*WHAT YOU HAVE TO DO:* In the opinion piece titled "How to avoid world war three," what is every decision said to be weighed against?

*PROVIDED PASSAGE:*
# # # # # # #
Flat White

How to avoid world war three

A masterclass by Donald Trump and his generals

4 March 2026

9:42 PM

4 March 2026

9:42 PM

Politicians used to be generals because politics was created as an extension of war.

In the decades of peace, we have forgotten the true nature of civilisation and its predictable need for violence, expansion, conquest, and the machine of war itself to prop up domestic power.

We do not put people in Canberra to fanny around with ‘hurt feelings’ legislation and shake hands with a grant-seeking lobbyist who might have a private sector job in their back pocket … they are there to wargame regional security.

Successive and present governments, Coalition and Labor, have exposed Australia to annihilation by deliberately shutting down domestic manufacturing, energy production, agriculture, and defence capabilities. We exist as a sovereign entity at the mercy of US military interests and China’s perception of our usefulness as a trade partner.

Nothing meaningful has been done to change this because every decision is weighed against the minister’s seat instead of the nation’s survival.

The only thing more reprehensible than the dismantling of Australia’s self-sufficiency is the closing down of refineries leaving our entire civilisation vulnerable to foreign wars. We are not like other countries which have to pant over pipelines running through war zones. Australia has every natural resource we need.
# # # # # # #
*DATA SEGMENT:*
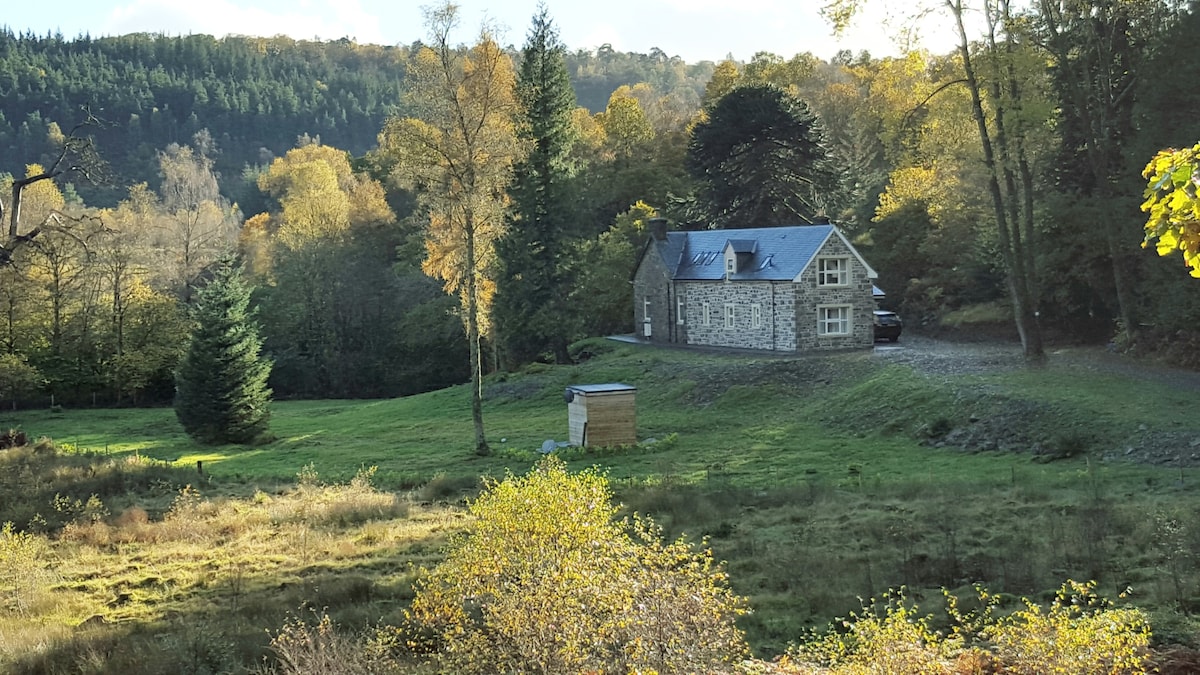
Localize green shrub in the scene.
[0,522,58,614]
[410,458,746,675]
# # # # # # #
*SOLUTION:* The minister's seat instead of the nation's survival.